--- start Listed records ---

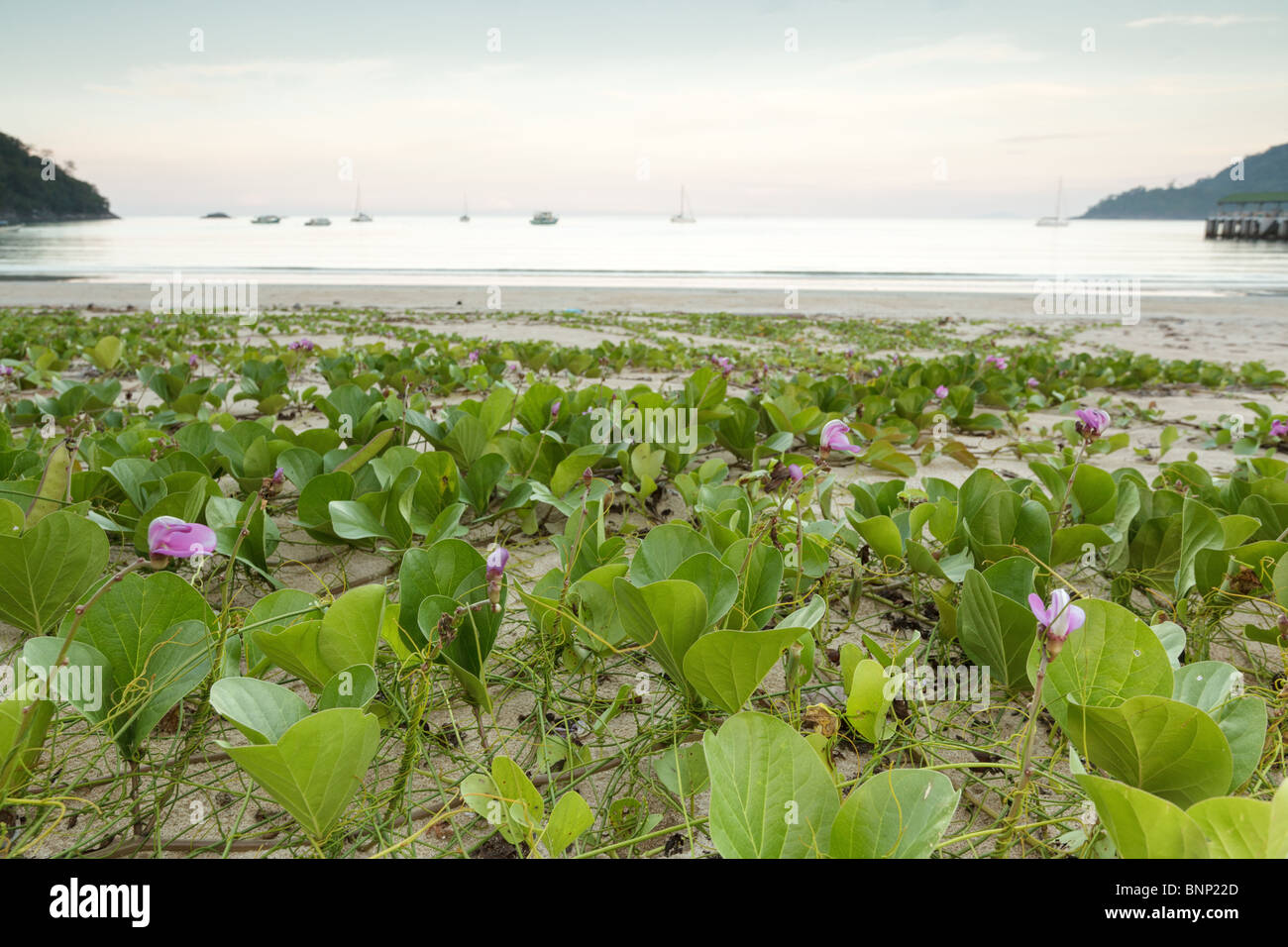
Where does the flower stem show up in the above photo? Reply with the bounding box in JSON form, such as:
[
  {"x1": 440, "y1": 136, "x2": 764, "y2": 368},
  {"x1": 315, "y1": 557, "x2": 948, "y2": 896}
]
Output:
[{"x1": 1006, "y1": 644, "x2": 1050, "y2": 821}]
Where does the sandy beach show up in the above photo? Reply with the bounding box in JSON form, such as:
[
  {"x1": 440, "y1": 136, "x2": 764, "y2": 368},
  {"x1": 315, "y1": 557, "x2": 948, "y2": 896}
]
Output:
[{"x1": 0, "y1": 279, "x2": 1288, "y2": 368}]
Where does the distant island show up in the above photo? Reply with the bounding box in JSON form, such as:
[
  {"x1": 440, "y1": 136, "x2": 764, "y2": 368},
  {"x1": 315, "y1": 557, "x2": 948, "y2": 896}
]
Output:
[
  {"x1": 0, "y1": 132, "x2": 116, "y2": 224},
  {"x1": 1082, "y1": 145, "x2": 1288, "y2": 220}
]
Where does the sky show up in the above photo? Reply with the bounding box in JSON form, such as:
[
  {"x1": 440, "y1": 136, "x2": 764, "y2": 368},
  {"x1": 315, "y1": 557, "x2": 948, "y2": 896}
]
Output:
[{"x1": 0, "y1": 0, "x2": 1288, "y2": 217}]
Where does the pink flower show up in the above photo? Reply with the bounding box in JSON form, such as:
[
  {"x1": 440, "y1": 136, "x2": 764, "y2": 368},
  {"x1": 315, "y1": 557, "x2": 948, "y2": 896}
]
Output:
[
  {"x1": 1073, "y1": 407, "x2": 1109, "y2": 441},
  {"x1": 149, "y1": 517, "x2": 216, "y2": 559},
  {"x1": 486, "y1": 546, "x2": 510, "y2": 579},
  {"x1": 486, "y1": 546, "x2": 510, "y2": 612},
  {"x1": 818, "y1": 420, "x2": 863, "y2": 458},
  {"x1": 1029, "y1": 588, "x2": 1087, "y2": 660}
]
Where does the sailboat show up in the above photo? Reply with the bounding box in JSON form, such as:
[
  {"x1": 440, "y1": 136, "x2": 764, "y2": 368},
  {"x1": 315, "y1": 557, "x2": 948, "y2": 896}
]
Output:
[
  {"x1": 1038, "y1": 177, "x2": 1069, "y2": 227},
  {"x1": 671, "y1": 184, "x2": 698, "y2": 224},
  {"x1": 349, "y1": 184, "x2": 371, "y2": 224}
]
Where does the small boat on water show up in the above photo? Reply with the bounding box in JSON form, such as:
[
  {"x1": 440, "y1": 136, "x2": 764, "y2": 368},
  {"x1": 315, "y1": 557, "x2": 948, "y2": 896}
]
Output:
[
  {"x1": 671, "y1": 185, "x2": 698, "y2": 224},
  {"x1": 1037, "y1": 177, "x2": 1069, "y2": 227},
  {"x1": 349, "y1": 184, "x2": 371, "y2": 224}
]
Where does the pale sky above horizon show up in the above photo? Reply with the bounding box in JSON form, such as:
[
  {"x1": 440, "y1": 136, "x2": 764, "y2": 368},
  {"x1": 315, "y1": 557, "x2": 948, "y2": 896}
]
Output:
[{"x1": 0, "y1": 0, "x2": 1288, "y2": 217}]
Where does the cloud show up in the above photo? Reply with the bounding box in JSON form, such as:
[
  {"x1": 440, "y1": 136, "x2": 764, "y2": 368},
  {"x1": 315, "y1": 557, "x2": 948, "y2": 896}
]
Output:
[
  {"x1": 842, "y1": 34, "x2": 1042, "y2": 71},
  {"x1": 1127, "y1": 13, "x2": 1278, "y2": 30}
]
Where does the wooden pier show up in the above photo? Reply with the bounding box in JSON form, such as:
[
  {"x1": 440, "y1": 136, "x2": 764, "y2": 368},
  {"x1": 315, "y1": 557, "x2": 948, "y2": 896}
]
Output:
[{"x1": 1203, "y1": 192, "x2": 1288, "y2": 243}]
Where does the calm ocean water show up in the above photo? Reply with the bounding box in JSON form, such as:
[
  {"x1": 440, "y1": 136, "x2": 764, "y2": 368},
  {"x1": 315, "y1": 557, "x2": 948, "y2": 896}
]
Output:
[{"x1": 0, "y1": 214, "x2": 1288, "y2": 294}]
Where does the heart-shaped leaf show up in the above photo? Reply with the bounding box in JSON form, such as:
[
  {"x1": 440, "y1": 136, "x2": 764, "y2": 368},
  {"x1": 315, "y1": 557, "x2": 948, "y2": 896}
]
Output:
[
  {"x1": 252, "y1": 582, "x2": 386, "y2": 690},
  {"x1": 210, "y1": 678, "x2": 309, "y2": 743},
  {"x1": 1074, "y1": 773, "x2": 1208, "y2": 858},
  {"x1": 831, "y1": 770, "x2": 957, "y2": 858},
  {"x1": 219, "y1": 707, "x2": 380, "y2": 839},
  {"x1": 613, "y1": 579, "x2": 707, "y2": 690},
  {"x1": 702, "y1": 711, "x2": 841, "y2": 858},
  {"x1": 1069, "y1": 695, "x2": 1233, "y2": 805},
  {"x1": 0, "y1": 510, "x2": 108, "y2": 635}
]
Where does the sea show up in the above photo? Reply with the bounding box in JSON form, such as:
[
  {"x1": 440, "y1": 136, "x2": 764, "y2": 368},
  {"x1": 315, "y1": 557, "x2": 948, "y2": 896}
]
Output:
[{"x1": 0, "y1": 214, "x2": 1288, "y2": 296}]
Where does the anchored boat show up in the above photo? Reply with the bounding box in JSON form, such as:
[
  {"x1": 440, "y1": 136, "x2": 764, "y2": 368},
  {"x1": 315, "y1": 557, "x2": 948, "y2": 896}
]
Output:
[
  {"x1": 349, "y1": 184, "x2": 371, "y2": 224},
  {"x1": 1038, "y1": 177, "x2": 1069, "y2": 227},
  {"x1": 671, "y1": 184, "x2": 698, "y2": 224}
]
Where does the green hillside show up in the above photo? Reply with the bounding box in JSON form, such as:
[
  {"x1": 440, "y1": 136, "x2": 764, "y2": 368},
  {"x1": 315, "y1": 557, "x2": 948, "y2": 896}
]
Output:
[
  {"x1": 0, "y1": 133, "x2": 116, "y2": 223},
  {"x1": 1082, "y1": 145, "x2": 1288, "y2": 220}
]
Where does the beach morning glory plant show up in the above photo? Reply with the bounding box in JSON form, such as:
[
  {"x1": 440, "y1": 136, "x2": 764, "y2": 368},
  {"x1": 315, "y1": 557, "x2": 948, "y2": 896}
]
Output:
[
  {"x1": 818, "y1": 420, "x2": 863, "y2": 458},
  {"x1": 149, "y1": 517, "x2": 216, "y2": 569}
]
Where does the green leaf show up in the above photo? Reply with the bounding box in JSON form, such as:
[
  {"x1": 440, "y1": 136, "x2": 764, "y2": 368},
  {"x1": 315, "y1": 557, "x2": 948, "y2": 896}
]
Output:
[
  {"x1": 43, "y1": 573, "x2": 215, "y2": 758},
  {"x1": 0, "y1": 511, "x2": 108, "y2": 635},
  {"x1": 253, "y1": 582, "x2": 386, "y2": 690},
  {"x1": 613, "y1": 579, "x2": 707, "y2": 690},
  {"x1": 1069, "y1": 695, "x2": 1233, "y2": 805},
  {"x1": 831, "y1": 770, "x2": 957, "y2": 858},
  {"x1": 1029, "y1": 599, "x2": 1172, "y2": 729},
  {"x1": 845, "y1": 659, "x2": 905, "y2": 743},
  {"x1": 210, "y1": 678, "x2": 309, "y2": 743},
  {"x1": 219, "y1": 707, "x2": 380, "y2": 840},
  {"x1": 1074, "y1": 775, "x2": 1208, "y2": 858},
  {"x1": 653, "y1": 743, "x2": 709, "y2": 798},
  {"x1": 541, "y1": 791, "x2": 595, "y2": 856},
  {"x1": 1186, "y1": 796, "x2": 1288, "y2": 858},
  {"x1": 702, "y1": 711, "x2": 841, "y2": 858},
  {"x1": 685, "y1": 626, "x2": 802, "y2": 714},
  {"x1": 957, "y1": 570, "x2": 1037, "y2": 689}
]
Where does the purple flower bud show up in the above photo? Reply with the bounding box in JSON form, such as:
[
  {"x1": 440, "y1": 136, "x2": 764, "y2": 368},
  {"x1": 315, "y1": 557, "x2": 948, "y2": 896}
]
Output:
[
  {"x1": 1029, "y1": 588, "x2": 1087, "y2": 660},
  {"x1": 818, "y1": 420, "x2": 863, "y2": 458},
  {"x1": 486, "y1": 546, "x2": 510, "y2": 579},
  {"x1": 149, "y1": 517, "x2": 216, "y2": 559},
  {"x1": 1073, "y1": 407, "x2": 1109, "y2": 441}
]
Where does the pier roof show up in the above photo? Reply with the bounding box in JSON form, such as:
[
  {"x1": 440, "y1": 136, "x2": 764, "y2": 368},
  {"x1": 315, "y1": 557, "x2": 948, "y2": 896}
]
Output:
[{"x1": 1218, "y1": 191, "x2": 1288, "y2": 206}]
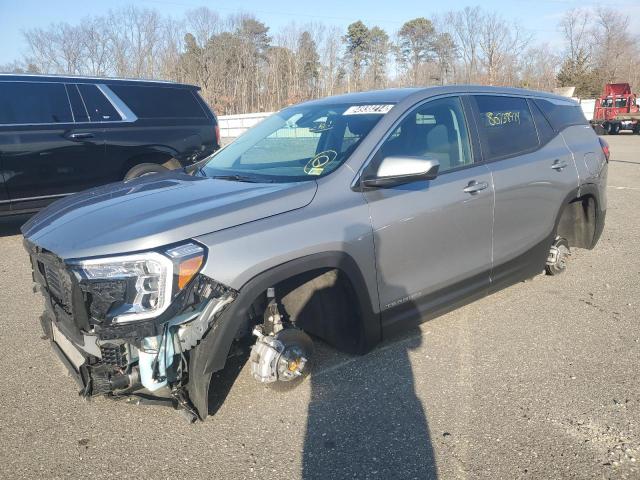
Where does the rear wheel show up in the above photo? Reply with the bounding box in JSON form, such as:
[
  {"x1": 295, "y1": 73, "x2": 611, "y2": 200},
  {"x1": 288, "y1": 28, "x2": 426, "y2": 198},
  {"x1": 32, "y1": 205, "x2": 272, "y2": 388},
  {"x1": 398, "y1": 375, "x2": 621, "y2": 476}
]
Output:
[
  {"x1": 545, "y1": 237, "x2": 571, "y2": 275},
  {"x1": 124, "y1": 163, "x2": 169, "y2": 180}
]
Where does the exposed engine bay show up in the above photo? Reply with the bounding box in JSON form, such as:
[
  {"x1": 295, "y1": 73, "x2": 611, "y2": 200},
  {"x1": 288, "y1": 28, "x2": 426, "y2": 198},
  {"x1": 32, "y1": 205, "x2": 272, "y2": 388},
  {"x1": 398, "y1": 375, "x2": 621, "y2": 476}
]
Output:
[{"x1": 26, "y1": 244, "x2": 313, "y2": 422}]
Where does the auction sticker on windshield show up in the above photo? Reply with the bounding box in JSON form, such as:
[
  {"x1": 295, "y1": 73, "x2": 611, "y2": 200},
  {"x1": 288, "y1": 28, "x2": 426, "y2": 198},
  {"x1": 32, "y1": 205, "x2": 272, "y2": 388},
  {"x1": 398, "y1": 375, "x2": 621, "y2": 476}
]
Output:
[{"x1": 343, "y1": 103, "x2": 393, "y2": 115}]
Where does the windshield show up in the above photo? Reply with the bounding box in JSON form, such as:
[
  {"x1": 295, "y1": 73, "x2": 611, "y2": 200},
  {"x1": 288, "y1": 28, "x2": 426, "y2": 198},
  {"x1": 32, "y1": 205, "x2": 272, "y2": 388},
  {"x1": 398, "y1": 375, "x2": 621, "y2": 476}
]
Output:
[{"x1": 200, "y1": 104, "x2": 393, "y2": 182}]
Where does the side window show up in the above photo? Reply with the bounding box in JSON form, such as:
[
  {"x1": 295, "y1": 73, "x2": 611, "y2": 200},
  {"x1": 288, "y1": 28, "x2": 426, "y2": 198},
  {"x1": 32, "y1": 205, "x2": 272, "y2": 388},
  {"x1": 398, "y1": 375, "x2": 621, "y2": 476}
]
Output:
[
  {"x1": 529, "y1": 100, "x2": 556, "y2": 145},
  {"x1": 474, "y1": 95, "x2": 539, "y2": 160},
  {"x1": 0, "y1": 82, "x2": 73, "y2": 125},
  {"x1": 67, "y1": 85, "x2": 89, "y2": 122},
  {"x1": 534, "y1": 98, "x2": 588, "y2": 132},
  {"x1": 78, "y1": 83, "x2": 122, "y2": 122},
  {"x1": 109, "y1": 84, "x2": 207, "y2": 118},
  {"x1": 374, "y1": 97, "x2": 473, "y2": 173}
]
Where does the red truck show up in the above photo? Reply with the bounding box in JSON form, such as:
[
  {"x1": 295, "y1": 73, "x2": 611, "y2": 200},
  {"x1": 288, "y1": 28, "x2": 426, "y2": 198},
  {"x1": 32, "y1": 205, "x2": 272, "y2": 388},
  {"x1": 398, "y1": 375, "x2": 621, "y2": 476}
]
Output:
[{"x1": 591, "y1": 83, "x2": 640, "y2": 135}]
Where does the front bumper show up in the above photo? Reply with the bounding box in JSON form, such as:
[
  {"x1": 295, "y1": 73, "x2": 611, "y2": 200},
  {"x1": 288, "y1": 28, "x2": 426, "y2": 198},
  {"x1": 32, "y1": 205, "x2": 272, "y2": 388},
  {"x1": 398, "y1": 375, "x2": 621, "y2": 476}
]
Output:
[{"x1": 27, "y1": 244, "x2": 236, "y2": 418}]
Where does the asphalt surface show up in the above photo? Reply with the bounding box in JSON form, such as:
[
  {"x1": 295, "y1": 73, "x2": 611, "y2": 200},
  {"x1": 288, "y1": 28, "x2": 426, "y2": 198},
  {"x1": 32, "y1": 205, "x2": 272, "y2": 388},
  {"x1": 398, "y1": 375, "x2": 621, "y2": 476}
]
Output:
[{"x1": 0, "y1": 135, "x2": 640, "y2": 480}]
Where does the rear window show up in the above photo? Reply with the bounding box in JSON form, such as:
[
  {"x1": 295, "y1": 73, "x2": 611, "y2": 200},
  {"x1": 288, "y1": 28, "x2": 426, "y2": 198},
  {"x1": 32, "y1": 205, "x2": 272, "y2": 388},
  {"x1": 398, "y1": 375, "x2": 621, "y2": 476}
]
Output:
[
  {"x1": 0, "y1": 82, "x2": 73, "y2": 125},
  {"x1": 109, "y1": 85, "x2": 207, "y2": 118},
  {"x1": 534, "y1": 98, "x2": 588, "y2": 132},
  {"x1": 475, "y1": 95, "x2": 539, "y2": 160}
]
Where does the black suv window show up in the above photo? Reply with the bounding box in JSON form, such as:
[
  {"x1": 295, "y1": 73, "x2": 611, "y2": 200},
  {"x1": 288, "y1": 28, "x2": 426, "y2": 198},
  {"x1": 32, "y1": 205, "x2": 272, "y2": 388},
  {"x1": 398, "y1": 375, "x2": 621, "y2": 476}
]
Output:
[
  {"x1": 78, "y1": 83, "x2": 122, "y2": 122},
  {"x1": 109, "y1": 85, "x2": 207, "y2": 118},
  {"x1": 0, "y1": 82, "x2": 73, "y2": 125},
  {"x1": 474, "y1": 95, "x2": 539, "y2": 160},
  {"x1": 534, "y1": 98, "x2": 587, "y2": 132},
  {"x1": 374, "y1": 97, "x2": 473, "y2": 173}
]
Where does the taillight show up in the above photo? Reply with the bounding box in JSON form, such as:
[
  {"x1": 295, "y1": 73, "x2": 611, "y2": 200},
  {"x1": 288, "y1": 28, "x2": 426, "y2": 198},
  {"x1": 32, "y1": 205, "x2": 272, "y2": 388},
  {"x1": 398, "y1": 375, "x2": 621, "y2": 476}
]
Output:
[
  {"x1": 214, "y1": 123, "x2": 222, "y2": 148},
  {"x1": 598, "y1": 137, "x2": 611, "y2": 163}
]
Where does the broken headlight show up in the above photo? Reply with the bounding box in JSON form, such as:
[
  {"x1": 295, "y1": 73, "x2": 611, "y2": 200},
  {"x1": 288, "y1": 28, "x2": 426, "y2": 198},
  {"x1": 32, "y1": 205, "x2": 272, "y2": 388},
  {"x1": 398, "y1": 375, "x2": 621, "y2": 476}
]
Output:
[{"x1": 72, "y1": 242, "x2": 205, "y2": 322}]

--- end Listed records ---

▶ **Written problem**: The lines to reproduce run from the line containing "Where does the black" to the end of the listing; write them out exactly and add nothing.

▶ **The output**:
Where does the black suv window show up in the above photo? Reply with the bounding box in JSON form, such as:
[
  {"x1": 295, "y1": 73, "x2": 611, "y2": 200},
  {"x1": 288, "y1": 28, "x2": 426, "y2": 198},
  {"x1": 32, "y1": 205, "x2": 272, "y2": 388},
  {"x1": 398, "y1": 375, "x2": 621, "y2": 476}
]
Output:
[
  {"x1": 78, "y1": 83, "x2": 122, "y2": 122},
  {"x1": 109, "y1": 85, "x2": 207, "y2": 118},
  {"x1": 0, "y1": 82, "x2": 73, "y2": 125},
  {"x1": 474, "y1": 95, "x2": 539, "y2": 160},
  {"x1": 534, "y1": 98, "x2": 587, "y2": 132},
  {"x1": 374, "y1": 97, "x2": 473, "y2": 173}
]
Where does the taillight show up in the above photo? Reply with the bounding box in JSON form, such as:
[
  {"x1": 295, "y1": 73, "x2": 611, "y2": 200},
  {"x1": 288, "y1": 28, "x2": 426, "y2": 198},
  {"x1": 32, "y1": 205, "x2": 272, "y2": 388},
  {"x1": 398, "y1": 375, "x2": 621, "y2": 476}
]
Output:
[
  {"x1": 214, "y1": 123, "x2": 222, "y2": 148},
  {"x1": 598, "y1": 137, "x2": 611, "y2": 163}
]
Where does the broken headlight show up in the above photo? Reply with the bounding box in JSON form, such as:
[
  {"x1": 295, "y1": 73, "x2": 611, "y2": 200},
  {"x1": 288, "y1": 28, "x2": 426, "y2": 198},
  {"x1": 32, "y1": 205, "x2": 272, "y2": 388},
  {"x1": 398, "y1": 375, "x2": 621, "y2": 476}
]
Output:
[{"x1": 72, "y1": 242, "x2": 205, "y2": 322}]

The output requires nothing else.